» Work to do
Could you express the items from the line with "-- sample [628,184]." up to and including the last line of the items as a two-column CSV with the headers text and answer? Use one row per item, put each field in quotes, and turn line breaks into spaces.

» Given records
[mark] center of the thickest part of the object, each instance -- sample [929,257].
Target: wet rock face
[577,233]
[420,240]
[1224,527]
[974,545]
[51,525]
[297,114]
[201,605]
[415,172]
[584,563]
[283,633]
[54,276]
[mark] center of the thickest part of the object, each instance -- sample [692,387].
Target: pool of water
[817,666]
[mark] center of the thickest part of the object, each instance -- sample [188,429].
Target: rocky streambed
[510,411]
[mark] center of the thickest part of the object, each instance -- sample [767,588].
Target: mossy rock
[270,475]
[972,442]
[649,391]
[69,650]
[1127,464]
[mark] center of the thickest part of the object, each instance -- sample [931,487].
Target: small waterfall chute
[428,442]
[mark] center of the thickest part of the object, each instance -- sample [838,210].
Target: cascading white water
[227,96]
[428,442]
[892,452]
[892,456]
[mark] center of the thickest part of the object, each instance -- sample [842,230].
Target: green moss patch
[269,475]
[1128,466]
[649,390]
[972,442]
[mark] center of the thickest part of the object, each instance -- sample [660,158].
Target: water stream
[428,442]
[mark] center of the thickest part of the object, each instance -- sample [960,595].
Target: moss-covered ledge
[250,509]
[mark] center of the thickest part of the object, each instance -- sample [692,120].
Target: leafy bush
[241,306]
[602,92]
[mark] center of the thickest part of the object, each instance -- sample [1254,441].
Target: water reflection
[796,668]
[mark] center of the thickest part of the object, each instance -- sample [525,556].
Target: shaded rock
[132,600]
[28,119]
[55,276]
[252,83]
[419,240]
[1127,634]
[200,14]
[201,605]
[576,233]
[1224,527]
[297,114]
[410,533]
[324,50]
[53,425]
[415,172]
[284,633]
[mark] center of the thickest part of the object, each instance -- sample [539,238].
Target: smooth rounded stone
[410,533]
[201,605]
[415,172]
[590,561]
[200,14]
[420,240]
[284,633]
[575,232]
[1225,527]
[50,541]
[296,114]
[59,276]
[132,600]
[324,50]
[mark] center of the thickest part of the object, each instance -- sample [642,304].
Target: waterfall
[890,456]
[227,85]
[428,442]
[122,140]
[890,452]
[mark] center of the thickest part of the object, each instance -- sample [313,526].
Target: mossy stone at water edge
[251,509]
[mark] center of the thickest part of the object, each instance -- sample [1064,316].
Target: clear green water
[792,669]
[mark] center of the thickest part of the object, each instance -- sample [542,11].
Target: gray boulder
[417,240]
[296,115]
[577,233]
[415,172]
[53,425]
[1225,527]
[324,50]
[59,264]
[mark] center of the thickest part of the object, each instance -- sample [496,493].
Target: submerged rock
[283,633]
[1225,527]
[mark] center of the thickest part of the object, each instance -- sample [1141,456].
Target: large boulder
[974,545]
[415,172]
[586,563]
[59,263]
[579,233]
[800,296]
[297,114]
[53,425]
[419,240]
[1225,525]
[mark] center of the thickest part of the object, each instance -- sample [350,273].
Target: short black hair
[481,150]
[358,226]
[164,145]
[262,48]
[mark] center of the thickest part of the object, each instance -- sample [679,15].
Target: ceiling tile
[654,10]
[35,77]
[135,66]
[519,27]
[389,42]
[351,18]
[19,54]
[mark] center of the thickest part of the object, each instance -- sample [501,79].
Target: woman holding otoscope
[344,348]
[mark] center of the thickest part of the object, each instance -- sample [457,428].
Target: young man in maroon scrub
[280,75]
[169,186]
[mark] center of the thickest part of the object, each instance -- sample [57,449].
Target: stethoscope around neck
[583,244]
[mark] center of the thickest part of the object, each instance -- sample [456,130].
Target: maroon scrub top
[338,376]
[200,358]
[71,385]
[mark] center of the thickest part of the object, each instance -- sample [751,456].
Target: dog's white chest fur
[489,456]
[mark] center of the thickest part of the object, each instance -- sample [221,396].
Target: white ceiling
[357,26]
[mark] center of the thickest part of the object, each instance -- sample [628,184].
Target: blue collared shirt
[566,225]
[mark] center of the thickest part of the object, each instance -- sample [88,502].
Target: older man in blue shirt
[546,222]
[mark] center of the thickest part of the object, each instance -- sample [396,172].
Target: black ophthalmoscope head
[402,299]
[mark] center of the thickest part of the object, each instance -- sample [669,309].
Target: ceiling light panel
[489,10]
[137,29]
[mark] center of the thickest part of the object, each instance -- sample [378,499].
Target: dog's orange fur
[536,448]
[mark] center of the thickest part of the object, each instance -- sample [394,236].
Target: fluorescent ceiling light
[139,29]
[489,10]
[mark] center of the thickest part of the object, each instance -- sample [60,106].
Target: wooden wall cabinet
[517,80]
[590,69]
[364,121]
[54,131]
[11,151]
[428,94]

» Final result
text,answer
"[mark] center of the thickest part of the object, each instance -- sample [628,184]. Target: blue collared shirt","[566,225]"
"[mark] center of the thickest part of the object, each instance -- sample [88,502]. Target: older man in blue shirt","[546,222]"
"[mark] center of the thickest part of the object, each instance -- sample [396,172]. Target: black ophthalmoscope head","[402,299]"
"[mark] center of the thickest part of the object, each instance -- sample [669,309]. Target: ceiling light panel","[489,10] [137,29]"
"[mark] center of the thickest part of the object, each instance -- sample [378,499]. Target: dog's orange fur","[536,448]"
"[mark] center of the thickest part of the object, each instance -- sample [394,236]. Target: fluorescent ceiling light","[139,29] [489,10]"
"[mark] center of the thickest part of the object, each instance -- sample [60,106]. Target: wooden wall cabinet","[517,80] [590,69] [364,121] [54,131] [11,151] [428,94]"